Cop accused of shooting Alpha student in head escapes prison time
A policeman who was accused of shooting an Alpha Academy student in the head while she was travelling in a taxi in 2016, was spared prison time after an almost hour-long impassioned plea from his attorney Peter Champagnie, QC on Thursday.
The accused, 42-yeas-old Corporal Kirk Haye, had been found guilty of unlawful wounding earlier this year in the Corporate Area Parish court. Haye was sentenced to two years in prison but suspended for two years pending good behaviour for that period.
READ: Former Mobile Reserve cop found guilty in 2016 shooting; four others freed of all charges
The prosecution’s case was that on June 30, 2016, in the downtown Kingston area, Haye used his M16 rifle and opened fire on a taxi in which a student of Alpha Academy, Zoe McKoy, was travelling.
McKoy was shot in the head.
After being hospitalised for several weeks, McKoy recovered. Haye, at the time, was a member of the now-disbanded Mobile Reserve Unit.
At the trial, which took place at the Corporate Area Parish Court, Haye had denied being a part of any police shooting. However, ballistic evidence presented by the Independent Commission of Investigations (INDECOM) prosecutors suggested that it was his weapon that was used in the shooting when a spent casing was recovered on the scene.
A comparative test was done with this spent casing and Haye’s weapon.
Champagnie, in his plea for leniency, asked the presiding judge to take into account a number of positive factors such as Haye’s sterling contribution of 18 years to the Jamaica Constabulary Force (JCF). It was pointed out that Haye had in the past been responsible for the recovery of a number of illegal firearms and had received 10 commendations.

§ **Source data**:

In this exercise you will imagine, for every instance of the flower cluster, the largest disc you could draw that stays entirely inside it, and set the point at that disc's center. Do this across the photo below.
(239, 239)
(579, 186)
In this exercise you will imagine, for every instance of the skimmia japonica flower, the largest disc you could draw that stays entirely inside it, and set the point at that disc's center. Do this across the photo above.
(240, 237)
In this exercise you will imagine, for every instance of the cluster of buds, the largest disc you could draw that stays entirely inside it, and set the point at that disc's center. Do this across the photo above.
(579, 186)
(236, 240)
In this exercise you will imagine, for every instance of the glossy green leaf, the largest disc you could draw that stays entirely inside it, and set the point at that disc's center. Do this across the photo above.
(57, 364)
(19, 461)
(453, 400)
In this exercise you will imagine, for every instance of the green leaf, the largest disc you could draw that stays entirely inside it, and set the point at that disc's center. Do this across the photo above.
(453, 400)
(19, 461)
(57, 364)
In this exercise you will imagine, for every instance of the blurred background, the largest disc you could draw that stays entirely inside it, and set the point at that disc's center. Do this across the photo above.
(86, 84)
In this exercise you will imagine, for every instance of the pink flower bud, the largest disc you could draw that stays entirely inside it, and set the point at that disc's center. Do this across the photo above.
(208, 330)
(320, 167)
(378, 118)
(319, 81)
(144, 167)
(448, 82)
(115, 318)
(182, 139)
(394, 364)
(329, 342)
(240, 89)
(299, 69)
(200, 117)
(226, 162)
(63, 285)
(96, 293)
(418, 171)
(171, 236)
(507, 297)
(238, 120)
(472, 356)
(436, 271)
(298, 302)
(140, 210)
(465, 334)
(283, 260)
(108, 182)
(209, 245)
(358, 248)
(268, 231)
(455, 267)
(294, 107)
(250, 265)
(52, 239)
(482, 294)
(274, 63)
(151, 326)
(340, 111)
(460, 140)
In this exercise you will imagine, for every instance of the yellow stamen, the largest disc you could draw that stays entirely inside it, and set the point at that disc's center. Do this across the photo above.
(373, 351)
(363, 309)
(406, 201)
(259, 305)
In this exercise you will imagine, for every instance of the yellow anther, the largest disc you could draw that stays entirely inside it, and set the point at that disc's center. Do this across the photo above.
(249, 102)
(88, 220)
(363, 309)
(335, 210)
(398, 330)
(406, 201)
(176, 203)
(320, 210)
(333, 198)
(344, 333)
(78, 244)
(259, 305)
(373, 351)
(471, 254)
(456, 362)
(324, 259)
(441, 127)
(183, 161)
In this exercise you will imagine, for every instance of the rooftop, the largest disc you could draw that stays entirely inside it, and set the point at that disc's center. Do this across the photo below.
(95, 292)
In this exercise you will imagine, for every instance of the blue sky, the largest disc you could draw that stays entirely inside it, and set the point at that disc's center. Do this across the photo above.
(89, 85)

§ **INSTRUCTIONS TO FOLLOW**: Rewrite the news report starting with "After being hospitalised" and going on through "and Haye’s weapon.", substituting "shell casing" for "spent casing". The source data above is separate material, apart from the news report.

§ **RESPONSE AREA**:
After being hospitalised for several weeks, McKoy recovered. Haye, at the time, was a member of the now-disbanded Mobile Reserve Unit.
At the trial, which took place at the Corporate Area Parish Court, Haye had denied being a part of any police shooting. However, ballistic evidence presented by the Independent Commission of Investigations (INDECOM) prosecutors suggested that it was his weapon that was used in the shooting when a shell casing was recovered on the scene.
A comparative test was done with this shell casing and Haye’s weapon.